DATA ROWS >>
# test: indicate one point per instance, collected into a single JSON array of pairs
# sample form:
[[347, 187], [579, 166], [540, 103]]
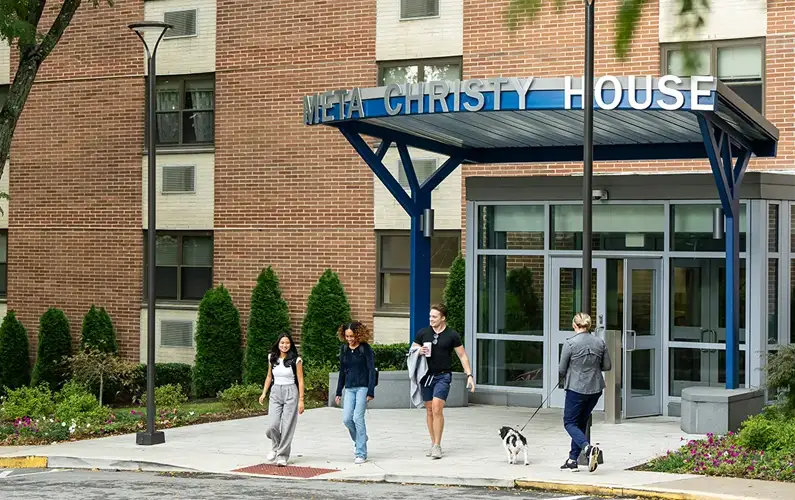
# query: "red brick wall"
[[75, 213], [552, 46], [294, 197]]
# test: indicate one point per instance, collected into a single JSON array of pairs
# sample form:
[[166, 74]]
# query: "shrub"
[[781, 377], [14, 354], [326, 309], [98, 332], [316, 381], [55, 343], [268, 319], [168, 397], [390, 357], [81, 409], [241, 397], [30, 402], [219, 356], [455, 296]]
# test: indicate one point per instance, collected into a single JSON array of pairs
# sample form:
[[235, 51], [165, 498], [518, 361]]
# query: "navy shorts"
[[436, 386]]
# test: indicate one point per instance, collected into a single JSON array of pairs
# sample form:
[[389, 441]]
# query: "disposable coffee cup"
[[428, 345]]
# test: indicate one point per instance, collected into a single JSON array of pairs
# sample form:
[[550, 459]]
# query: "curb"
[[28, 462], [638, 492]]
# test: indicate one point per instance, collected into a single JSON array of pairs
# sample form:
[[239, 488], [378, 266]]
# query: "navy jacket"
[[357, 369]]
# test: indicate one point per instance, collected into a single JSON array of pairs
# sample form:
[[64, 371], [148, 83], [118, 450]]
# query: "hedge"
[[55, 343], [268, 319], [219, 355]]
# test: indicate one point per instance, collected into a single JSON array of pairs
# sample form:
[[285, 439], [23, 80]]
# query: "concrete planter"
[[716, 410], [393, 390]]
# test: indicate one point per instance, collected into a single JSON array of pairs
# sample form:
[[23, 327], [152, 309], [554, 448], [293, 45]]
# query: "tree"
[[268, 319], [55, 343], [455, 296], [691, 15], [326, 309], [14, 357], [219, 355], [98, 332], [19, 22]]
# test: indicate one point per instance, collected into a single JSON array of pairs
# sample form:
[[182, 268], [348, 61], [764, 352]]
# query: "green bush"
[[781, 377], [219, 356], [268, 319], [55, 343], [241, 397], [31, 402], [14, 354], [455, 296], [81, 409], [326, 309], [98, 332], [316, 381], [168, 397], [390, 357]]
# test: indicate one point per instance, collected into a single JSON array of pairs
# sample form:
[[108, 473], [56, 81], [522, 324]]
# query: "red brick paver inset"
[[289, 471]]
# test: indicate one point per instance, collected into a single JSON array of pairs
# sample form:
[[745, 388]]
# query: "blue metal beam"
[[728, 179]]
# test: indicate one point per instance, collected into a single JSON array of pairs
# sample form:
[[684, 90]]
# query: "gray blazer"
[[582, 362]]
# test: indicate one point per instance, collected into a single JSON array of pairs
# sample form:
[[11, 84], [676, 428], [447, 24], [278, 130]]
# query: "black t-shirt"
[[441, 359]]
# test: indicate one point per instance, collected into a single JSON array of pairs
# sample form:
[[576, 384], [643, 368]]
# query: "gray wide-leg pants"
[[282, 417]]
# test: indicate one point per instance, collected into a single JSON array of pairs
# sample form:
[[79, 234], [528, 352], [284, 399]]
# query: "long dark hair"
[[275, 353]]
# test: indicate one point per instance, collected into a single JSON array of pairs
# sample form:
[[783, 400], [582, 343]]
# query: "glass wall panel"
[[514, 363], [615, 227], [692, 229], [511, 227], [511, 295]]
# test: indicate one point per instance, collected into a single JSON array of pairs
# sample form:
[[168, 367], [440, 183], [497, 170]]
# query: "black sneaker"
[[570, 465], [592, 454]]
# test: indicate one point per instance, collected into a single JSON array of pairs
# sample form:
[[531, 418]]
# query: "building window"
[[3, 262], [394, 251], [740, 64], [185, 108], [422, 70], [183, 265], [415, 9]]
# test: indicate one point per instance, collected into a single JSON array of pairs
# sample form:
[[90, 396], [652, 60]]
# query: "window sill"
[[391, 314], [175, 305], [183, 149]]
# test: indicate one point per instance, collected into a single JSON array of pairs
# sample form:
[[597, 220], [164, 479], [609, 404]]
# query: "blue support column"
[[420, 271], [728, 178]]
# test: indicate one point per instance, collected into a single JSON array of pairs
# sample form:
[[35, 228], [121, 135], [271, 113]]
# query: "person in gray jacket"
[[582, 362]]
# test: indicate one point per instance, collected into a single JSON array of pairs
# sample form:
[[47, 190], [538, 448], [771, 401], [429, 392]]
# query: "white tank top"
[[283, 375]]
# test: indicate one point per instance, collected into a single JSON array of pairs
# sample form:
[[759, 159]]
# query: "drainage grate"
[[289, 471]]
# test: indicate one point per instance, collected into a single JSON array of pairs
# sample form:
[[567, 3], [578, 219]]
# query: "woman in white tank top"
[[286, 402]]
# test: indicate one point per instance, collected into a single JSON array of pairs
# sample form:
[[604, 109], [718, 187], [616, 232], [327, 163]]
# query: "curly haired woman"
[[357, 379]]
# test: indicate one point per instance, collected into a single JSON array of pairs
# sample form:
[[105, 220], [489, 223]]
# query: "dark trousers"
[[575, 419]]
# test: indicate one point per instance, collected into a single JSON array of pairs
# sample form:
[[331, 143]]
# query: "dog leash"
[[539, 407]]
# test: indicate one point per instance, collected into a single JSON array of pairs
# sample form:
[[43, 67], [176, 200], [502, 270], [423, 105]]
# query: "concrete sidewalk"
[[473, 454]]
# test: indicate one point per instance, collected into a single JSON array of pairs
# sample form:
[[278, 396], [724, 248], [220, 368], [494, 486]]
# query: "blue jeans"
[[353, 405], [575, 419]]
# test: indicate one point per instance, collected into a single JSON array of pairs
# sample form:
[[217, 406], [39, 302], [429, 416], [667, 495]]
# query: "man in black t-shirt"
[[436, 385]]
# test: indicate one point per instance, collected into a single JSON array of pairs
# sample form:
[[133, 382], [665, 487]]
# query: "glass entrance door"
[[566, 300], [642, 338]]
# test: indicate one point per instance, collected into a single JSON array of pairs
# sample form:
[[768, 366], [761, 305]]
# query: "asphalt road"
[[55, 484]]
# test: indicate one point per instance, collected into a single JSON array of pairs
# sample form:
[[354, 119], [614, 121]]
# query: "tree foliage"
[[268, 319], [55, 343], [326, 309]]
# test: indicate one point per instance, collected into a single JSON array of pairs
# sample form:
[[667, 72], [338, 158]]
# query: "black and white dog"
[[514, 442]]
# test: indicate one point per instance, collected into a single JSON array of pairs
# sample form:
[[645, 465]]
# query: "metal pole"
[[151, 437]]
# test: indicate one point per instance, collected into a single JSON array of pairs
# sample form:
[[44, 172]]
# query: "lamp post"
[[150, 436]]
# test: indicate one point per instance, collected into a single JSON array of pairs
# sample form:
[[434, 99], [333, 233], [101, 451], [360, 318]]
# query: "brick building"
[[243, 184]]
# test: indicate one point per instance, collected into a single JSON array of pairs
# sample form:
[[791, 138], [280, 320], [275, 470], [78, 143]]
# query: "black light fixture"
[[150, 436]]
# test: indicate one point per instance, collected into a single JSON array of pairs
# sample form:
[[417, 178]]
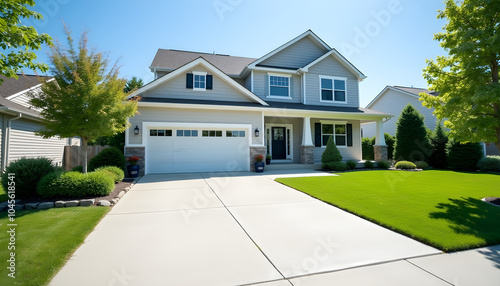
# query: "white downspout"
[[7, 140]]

WHAT YOU NEED TO DO >> Update the items from the start through the line containing "[[428, 345]]" by replacing "sample form" with "expected format" and leaving everything else unchanged, and omit the pictures from your answer.

RESULT FOR THIS EXERCISE >>
# test: indicate one point per instance, collected into a single JSON array of pairs
# expected format:
[[347, 187], [579, 166], [540, 103]]
# query: "red brick wall"
[[75, 213], [552, 46], [294, 197]]
# test: indicate one point per instance, collected into a single JSON array of pairs
# expected format:
[[166, 74]]
# query: "shrub"
[[781, 377], [14, 354], [326, 309], [98, 332], [316, 381], [55, 343], [268, 319], [168, 397], [390, 357], [81, 409], [241, 397], [30, 402], [219, 356], [455, 296]]
# test: indicate one point per instance, collected into a single JSON array of pairs
# expected format:
[[235, 51], [165, 498], [518, 361]]
# query: "navy shorts"
[[436, 386]]
# test: indicate one point per instance, collected into a single JSON array of pairs
# expected format:
[[389, 441]]
# query: "disposable coffee cup"
[[428, 345]]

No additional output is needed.